◆ Challenge A
Transcribe the part of the archery thread that opens with the words containing "## DUSTY NOGGIN" and closes with "a dozen times.".
◆ Challenge B
From the entries below, extract every line that contains the string "bench", matching case exactly.

◆ Passage to read
** Start **
Now is a good time to learn and develop your technique. You will soon learn what method you prefer. Experiment with different glues. Don't be afraid to sacrifice a few vanes by ripping them off to see which glue works best. A few years ago an article was published which listed a large variety of glue brands. They measured which ones held the best and what kind of pressure it took to remove them. Interesting read. I am pretty anal about my arrows. 2 degree's is the amount of offset I put on my arrows. Some people want more. I have read articles that say after 2 degrees, more just adds additional drag and doesn't improve accuracy. I am a subscriber to that thinking. Left or right off set really doesn't matter for accuracy. I prefer right as it will tighten tips as the arrow slows down upon penetration into the target. I used to run left but found I was always having to tighten my tips. Helical vs offset. I have both clamps and have found no difference in arrow performance. I have found that helical is more difficult to install uniformly, I prefer offset. 3 vanes vs 4. 5 inch, 4, 3, 2 or 1-1/2 inch, high profile or low profile. Vanes vs feathers, high FOC or normal FOC. These are some of the things you will want to toy with and see what you prefer. You will soon find that you will never buy a pre-fletched arrow again, only bare shafts as you will come to know that when you build your own, then you are sure they meet your specifications. You will also learn from experience that there is a lot of BS out there concerning what arrow specs work best. Nothing beats personal experience. Have fun learning and enjoy the journey.


----------



## DUSTY NOGGIN (Feb 27, 2017)

> I scraped em clean. And im not shooting broad heads right now. That will be closer to hunting season. They shot great at 40 yards. Shot each arrow a dozen times.


i number my broad heads to match my shafts so that whenever they are tight and knocked correct . they always look the same when drawn back , if you draw and it looks different then you know something is off

i would recommend that you install your broadheads while fletching your arrows , mainly because it reduces changes between your arrows which i believe turns into a longer range consistency

my assumption may be incorrect , but i assume that the flexing of the shaft is fairly consistent when coming out of the same bow , so my intention of making all broad head blades come off the arrow at the same helical point same as each other arrow , when that deflection happens right out of the bow, any drag that is caused by a broadhead arrow flex being " not straight yet " would be equal as possible from shot to shot ... schizo right ??? i dont think anything under 30 yard would matter much , but i have done 4" groups at 80 with this method , so i will continue

one more recomendation , is to NEVER let any bow shop glue your inserts for you, cut them yes , but specify that "they do not glue them in for you or you will not buy them !!!" tighten your broadheads into the insert , and epoxy them in using a spin tester like this 
https://pineridgearchery.com/products/the-arrow-inspector 
next to a flat surface , and while the epoxy is still wet true up your center line and verify your broad heads points are straight with the center line

i would bet that 3 out of 12 will be crooked if you just let the bow shop glue em in for you , so check me on this , get a spin tester and see how far off your inserts are forcing your broad heads point to be off the center line .... you will be surprised that your 3-5 of the shafts you just paid 12 bucks a piece for are only good for practice , and if you are now aware one of your arrows if deflecting off its intended path , you can shoot batches of only the straight ones and find that you may be a better shot than you think


----------
** End **
Location identification entries
** Start **
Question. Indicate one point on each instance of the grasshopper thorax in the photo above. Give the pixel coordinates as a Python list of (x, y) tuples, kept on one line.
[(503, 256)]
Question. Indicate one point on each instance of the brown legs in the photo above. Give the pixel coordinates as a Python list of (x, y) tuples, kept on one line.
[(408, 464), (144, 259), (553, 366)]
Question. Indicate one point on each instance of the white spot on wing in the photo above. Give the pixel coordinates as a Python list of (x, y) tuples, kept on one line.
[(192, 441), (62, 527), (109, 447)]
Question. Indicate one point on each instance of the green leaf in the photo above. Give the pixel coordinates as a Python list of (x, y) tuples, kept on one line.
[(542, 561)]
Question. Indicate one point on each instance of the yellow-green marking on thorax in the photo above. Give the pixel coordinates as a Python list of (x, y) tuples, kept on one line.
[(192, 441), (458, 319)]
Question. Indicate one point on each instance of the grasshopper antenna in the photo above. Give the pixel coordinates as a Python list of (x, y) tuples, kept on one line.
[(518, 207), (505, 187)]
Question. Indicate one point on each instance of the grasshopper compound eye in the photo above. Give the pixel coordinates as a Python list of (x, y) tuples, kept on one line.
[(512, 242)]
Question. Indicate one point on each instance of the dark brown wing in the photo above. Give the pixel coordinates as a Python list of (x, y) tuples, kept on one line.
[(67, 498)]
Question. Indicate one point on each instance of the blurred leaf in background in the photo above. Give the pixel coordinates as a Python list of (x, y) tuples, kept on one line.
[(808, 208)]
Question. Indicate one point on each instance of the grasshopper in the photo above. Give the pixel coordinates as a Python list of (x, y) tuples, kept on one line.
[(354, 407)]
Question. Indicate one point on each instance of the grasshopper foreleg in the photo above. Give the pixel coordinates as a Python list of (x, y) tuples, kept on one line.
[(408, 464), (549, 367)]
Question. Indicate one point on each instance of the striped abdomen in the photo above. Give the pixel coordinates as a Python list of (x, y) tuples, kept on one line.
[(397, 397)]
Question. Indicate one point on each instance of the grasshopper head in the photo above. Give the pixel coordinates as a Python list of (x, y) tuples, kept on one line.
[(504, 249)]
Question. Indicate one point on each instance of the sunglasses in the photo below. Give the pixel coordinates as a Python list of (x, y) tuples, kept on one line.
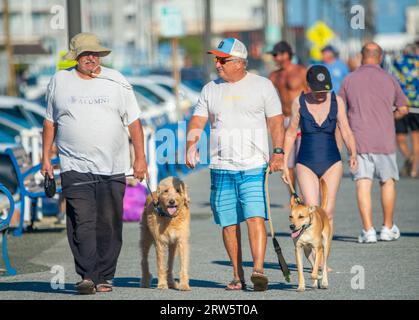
[(223, 60)]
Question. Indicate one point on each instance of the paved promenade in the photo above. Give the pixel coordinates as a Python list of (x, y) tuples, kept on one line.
[(375, 271)]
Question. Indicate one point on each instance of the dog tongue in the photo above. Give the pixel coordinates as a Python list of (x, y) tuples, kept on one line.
[(171, 211), (295, 234)]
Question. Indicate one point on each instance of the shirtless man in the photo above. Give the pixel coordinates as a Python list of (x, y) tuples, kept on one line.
[(290, 81)]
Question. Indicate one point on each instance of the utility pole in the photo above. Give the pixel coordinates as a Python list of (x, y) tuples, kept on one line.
[(11, 79), (73, 18), (207, 39)]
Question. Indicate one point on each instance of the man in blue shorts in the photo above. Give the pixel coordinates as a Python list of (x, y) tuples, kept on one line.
[(241, 108)]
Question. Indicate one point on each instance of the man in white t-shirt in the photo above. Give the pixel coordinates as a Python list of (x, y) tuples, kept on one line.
[(241, 107), (91, 110)]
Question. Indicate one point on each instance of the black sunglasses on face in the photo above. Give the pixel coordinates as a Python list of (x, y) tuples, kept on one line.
[(223, 60)]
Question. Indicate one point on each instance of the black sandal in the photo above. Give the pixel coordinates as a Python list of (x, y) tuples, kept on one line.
[(104, 287), (236, 284), (85, 287)]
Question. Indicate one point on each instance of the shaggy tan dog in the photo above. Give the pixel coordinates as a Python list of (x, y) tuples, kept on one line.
[(165, 223), (311, 232)]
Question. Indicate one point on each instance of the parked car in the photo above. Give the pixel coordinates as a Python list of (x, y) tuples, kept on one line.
[(159, 96), (168, 83), (9, 133), (27, 114)]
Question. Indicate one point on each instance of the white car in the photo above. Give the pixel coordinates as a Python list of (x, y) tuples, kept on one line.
[(159, 96), (168, 83)]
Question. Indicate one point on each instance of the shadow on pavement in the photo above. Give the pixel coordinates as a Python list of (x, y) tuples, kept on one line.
[(35, 286), (409, 234), (345, 238), (135, 283)]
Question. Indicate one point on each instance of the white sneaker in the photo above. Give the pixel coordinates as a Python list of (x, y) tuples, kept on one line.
[(387, 234), (369, 236)]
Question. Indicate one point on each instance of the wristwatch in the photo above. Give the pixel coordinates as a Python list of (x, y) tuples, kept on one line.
[(278, 151)]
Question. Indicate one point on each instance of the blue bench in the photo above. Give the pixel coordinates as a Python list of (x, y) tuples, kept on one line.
[(4, 228), (17, 174)]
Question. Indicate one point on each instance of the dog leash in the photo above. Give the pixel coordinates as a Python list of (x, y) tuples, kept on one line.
[(294, 194), (281, 259), (97, 181)]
** End **
◆ Complete response A
## DUSTY NOGGIN (Feb 27, 2017)

> I scraped em clean. And im not shooting broad heads right now. That will be closer to hunting season. They shot great at 40 yards. Shot each arrow a dozen times.

◆ Complete response B
Question. Indicate one point on each instance of the blue bench in the photo above. Give the pixel coordinates as a Python list of (x, y) tuples, kept on one line.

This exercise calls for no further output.